Directive: Set out the entries from the line containing "Task: If you could tag each instance of the car door" through the line containing "<point>140,345</point>" as a Markdown table with the columns Row and Line, numbering each row and skipping blank lines.

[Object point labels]
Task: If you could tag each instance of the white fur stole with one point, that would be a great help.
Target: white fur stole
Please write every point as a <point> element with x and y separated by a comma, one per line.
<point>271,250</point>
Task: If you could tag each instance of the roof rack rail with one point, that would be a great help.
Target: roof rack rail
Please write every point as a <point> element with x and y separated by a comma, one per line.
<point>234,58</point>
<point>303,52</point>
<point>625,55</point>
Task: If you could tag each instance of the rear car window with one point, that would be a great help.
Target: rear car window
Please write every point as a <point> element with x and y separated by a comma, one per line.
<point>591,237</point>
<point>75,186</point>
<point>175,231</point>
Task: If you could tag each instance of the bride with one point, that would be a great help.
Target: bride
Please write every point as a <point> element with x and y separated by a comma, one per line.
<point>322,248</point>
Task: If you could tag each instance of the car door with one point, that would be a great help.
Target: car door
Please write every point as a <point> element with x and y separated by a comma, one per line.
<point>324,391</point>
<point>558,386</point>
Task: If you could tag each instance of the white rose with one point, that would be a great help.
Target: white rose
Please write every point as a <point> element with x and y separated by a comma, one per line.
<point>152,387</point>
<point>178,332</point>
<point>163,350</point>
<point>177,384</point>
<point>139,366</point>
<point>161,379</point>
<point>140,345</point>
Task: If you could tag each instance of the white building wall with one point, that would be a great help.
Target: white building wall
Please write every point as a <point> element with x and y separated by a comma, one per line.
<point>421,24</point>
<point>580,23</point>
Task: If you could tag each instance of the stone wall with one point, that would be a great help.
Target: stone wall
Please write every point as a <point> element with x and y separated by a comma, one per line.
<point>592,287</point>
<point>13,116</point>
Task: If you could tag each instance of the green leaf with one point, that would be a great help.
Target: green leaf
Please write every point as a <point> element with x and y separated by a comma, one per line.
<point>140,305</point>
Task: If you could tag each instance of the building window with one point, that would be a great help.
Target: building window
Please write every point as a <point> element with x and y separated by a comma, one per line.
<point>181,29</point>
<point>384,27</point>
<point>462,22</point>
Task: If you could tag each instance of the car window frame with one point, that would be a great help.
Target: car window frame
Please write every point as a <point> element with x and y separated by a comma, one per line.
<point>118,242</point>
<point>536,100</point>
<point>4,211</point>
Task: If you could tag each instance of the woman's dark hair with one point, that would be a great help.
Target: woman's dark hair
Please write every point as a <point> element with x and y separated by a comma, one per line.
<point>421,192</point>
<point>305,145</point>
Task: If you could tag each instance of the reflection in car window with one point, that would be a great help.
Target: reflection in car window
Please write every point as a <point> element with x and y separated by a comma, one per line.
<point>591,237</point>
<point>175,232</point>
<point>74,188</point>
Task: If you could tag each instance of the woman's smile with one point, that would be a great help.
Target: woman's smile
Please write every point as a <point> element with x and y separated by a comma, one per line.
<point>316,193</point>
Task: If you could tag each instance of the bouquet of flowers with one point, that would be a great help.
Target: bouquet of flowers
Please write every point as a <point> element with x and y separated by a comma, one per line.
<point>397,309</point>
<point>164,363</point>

Completed task:
| Row | Line |
|---|---|
| 1 | Task: If you could tag each instance of the car door with one point, that would be a great help. |
| 2 | Target: car door |
| 3 | Please write every point as a <point> element with x and y separated by a comma, one per line. |
| 4 | <point>324,391</point> |
| 5 | <point>558,386</point> |
| 6 | Task: If you could tag each instance of the white rose with one point, that would be a great help. |
| 7 | Target: white rose |
| 8 | Please write every point as a <point> element with x and y separated by a comma, one per line. |
| 9 | <point>152,387</point> |
| 10 | <point>178,332</point> |
| 11 | <point>163,350</point> |
| 12 | <point>177,384</point> |
| 13 | <point>139,366</point> |
| 14 | <point>161,379</point> |
| 15 | <point>140,345</point> |